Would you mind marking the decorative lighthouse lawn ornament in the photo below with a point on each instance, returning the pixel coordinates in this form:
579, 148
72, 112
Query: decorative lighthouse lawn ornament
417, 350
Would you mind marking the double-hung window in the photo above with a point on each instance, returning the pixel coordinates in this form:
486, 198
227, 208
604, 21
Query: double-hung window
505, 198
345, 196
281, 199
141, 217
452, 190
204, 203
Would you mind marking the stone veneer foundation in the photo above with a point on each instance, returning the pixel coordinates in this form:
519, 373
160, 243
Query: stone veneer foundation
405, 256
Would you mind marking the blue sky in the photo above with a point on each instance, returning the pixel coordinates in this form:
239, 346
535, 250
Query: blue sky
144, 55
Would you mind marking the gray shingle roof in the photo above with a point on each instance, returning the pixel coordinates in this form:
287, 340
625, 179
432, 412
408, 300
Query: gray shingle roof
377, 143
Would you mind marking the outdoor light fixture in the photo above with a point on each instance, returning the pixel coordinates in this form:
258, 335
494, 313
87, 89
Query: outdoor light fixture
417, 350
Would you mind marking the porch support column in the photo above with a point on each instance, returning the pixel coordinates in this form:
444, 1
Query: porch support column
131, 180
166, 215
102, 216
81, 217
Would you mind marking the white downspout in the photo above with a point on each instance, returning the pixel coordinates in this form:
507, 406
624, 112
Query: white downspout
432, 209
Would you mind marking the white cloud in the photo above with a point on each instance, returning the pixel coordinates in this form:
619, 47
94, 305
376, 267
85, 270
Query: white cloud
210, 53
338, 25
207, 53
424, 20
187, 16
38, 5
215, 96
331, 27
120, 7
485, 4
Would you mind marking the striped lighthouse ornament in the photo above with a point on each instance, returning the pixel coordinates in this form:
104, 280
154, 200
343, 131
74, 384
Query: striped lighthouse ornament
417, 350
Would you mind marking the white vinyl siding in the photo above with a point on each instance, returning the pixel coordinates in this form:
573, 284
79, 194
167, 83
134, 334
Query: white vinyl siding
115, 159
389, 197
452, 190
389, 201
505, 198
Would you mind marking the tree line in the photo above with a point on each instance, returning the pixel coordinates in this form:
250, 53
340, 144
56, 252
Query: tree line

·····

Reproduce all of the records above, swapping each occurrence of "Would you mind marking" for "Could you mark" and leaving every other word as it is.

The reply:
Could you mark the decorative lighthouse lawn ornament in the photo below with a point on each instance, returning the pixel coordinates in this form:
579, 148
72, 112
Query: decorative lighthouse lawn ornament
417, 350
Could you mark the double-hung window in the photo above with a point on each instance, returning the pixel coordinates in this form:
486, 198
227, 208
604, 21
Query: double-hung window
505, 198
345, 196
281, 199
141, 217
452, 190
204, 203
Could you mark the stone veneer foundation in the photo above with a point on each instance, returning the pixel coordinates in this form:
519, 373
160, 243
Query: stone veneer foundation
405, 256
Could you mark the blue sky in the photo above with a point on each instance, returning the pixel coordinates in this form:
239, 346
535, 250
Query: blue sky
144, 55
Could you mark the gray shingle roof in the photo above with a point on each instance, returning the pixel coordinates in this form:
287, 340
625, 179
432, 412
408, 300
Query: gray shingle roof
377, 143
Could you mark the outdoor light fixture in the photo above with a point on each instance, returning the pixel coordinates in this form:
258, 335
494, 313
87, 89
Query: outdoor light fixture
417, 350
Could you mark the porch support column in the photo above with a point on each instance, returning the pixel coordinates in this form:
444, 1
Query: porch support column
131, 180
166, 215
102, 216
81, 217
Could you mark the white downspout in the photo above with a point on each instance, returning the pixel coordinates in this form:
507, 406
624, 112
Query: white downspout
432, 209
Could you mark the white cloud in the photo above with a point on each instance, returning the pixel coordinates in this form:
619, 47
94, 305
376, 267
85, 270
Query: white cloud
210, 53
338, 25
207, 53
424, 20
187, 16
38, 5
215, 96
331, 27
120, 7
485, 4
Could you mark the striped lighthouse ornament in the photo above with a point on each instance, returning the pixel coordinates in this form:
104, 280
154, 200
343, 131
74, 384
Query: striped lighthouse ornament
417, 350
Could you mark the white vinyl siding in the photo above with a point on each instance, returning the pixel coordinates in this form:
573, 284
79, 194
167, 83
134, 334
Query: white vinyl siding
115, 159
389, 197
452, 190
389, 201
505, 198
Could you mark the tree line in the photo above with a point on each instance, returning the pixel coordinates in this form:
250, 53
340, 144
56, 252
Query: tree line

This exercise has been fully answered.